## EXERCISE PASSAGE
NBA star Jimmy Butler says he ‘can’t eat’ meals that don’t contain avocado

  • Miami Heat star Jimmy Butler says he doesn’t eat a meal without avocado.
  • A registered dietitian said it’s a smart move on Butler’s part, and others can do it too, though avocados are high in calories.
  • Avocados contain healthy fats, fiber, and essential vitamins.

Miami Heat forward Jimmy Butler lives by avocados.

The 32-year-old NBA star said he follows a simple “low-frills” diet and often eats the same rice bowl with beans and turkey for most of his meals, but avocados are non-negotiable in his dishes.

“It has to have avocados, or I can’t eat it,” Butler told GQ writer Christopher Cason, adding that his personal chef prepares every meal for him. “I’m telling you if I could eat like a Chipotle-like meal every day-rice, chicken, beans, lettuce, avocado – I’m in. If you put some rice in a bowl, ground turkey, ground chicken, beans, and avocado, then I’m good.”

Butler’s avocado obsession yields him plenty of fat, vitamins, and fiber. It can also serve as an example for anyone looking to get more nutrients out of their fat consumption, according to registered dietitian Bonnie Taub-Dix, creator of BetterThanDieting.com.

## EXERCISE GOAL
Reproduce the passage of the Jimmy Butler avocado article from "The 32-year-old NBA" up to and including "creator of BetterThanDieting.com." word for word. The material that comes next has no connection to the article about Jimmy Butler's avocado habit.

## PROVIDED INFORMATION
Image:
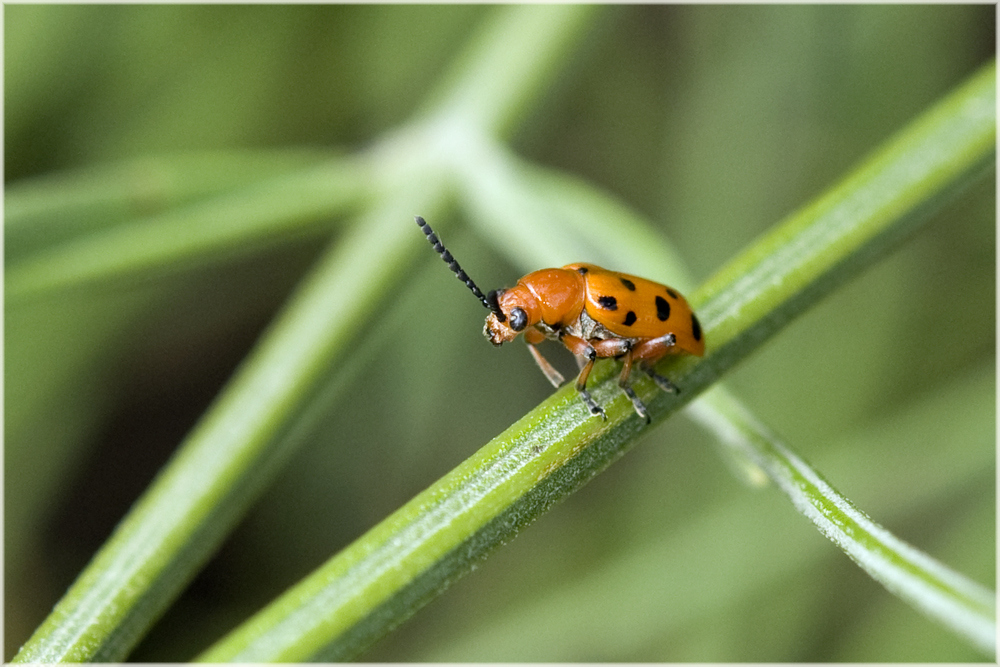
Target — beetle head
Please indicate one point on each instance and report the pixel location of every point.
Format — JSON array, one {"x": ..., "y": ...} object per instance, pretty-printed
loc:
[{"x": 509, "y": 316}]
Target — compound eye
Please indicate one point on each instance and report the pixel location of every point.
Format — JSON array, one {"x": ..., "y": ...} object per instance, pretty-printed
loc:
[{"x": 518, "y": 319}]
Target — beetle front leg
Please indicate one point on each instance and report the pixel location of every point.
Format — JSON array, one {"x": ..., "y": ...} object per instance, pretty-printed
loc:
[
  {"x": 623, "y": 382},
  {"x": 585, "y": 350},
  {"x": 651, "y": 351},
  {"x": 533, "y": 337},
  {"x": 592, "y": 351}
]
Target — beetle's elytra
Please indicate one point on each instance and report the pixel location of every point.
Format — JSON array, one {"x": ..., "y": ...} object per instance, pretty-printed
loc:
[{"x": 595, "y": 313}]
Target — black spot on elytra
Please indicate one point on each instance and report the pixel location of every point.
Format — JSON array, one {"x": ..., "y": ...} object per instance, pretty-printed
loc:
[{"x": 662, "y": 309}]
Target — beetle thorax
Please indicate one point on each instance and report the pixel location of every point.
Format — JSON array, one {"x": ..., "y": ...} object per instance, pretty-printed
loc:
[{"x": 587, "y": 328}]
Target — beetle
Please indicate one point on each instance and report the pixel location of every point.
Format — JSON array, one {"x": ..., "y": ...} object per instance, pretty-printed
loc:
[{"x": 595, "y": 313}]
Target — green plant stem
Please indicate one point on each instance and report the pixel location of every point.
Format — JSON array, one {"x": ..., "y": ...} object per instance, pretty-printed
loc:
[
  {"x": 413, "y": 555},
  {"x": 236, "y": 448}
]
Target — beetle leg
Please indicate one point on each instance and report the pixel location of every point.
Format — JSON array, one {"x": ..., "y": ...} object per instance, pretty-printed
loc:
[
  {"x": 651, "y": 351},
  {"x": 582, "y": 348},
  {"x": 533, "y": 337},
  {"x": 640, "y": 408},
  {"x": 554, "y": 376}
]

## RESULT
The 32-year-old NBA star said he follows a simple “low-frills” diet and often eats the same rice bowl with beans and turkey for most of his meals, but avocados are non-negotiable in his dishes.

“It has to have avocados, or I can’t eat it,” Butler told GQ writer Christopher Cason, adding that his personal chef prepares every meal for him. “I’m telling you if I could eat like a Chipotle-like meal every day-rice, chicken, beans, lettuce, avocado – I’m in. If you put some rice in a bowl, ground turkey, ground chicken, beans, and avocado, then I’m good.”

Butler’s avocado obsession yields him plenty of fat, vitamins, and fiber. It can also serve as an example for anyone looking to get more nutrients out of their fat consumption, according to registered dietitian Bonnie Taub-Dix, creator of BetterThanDieting.com.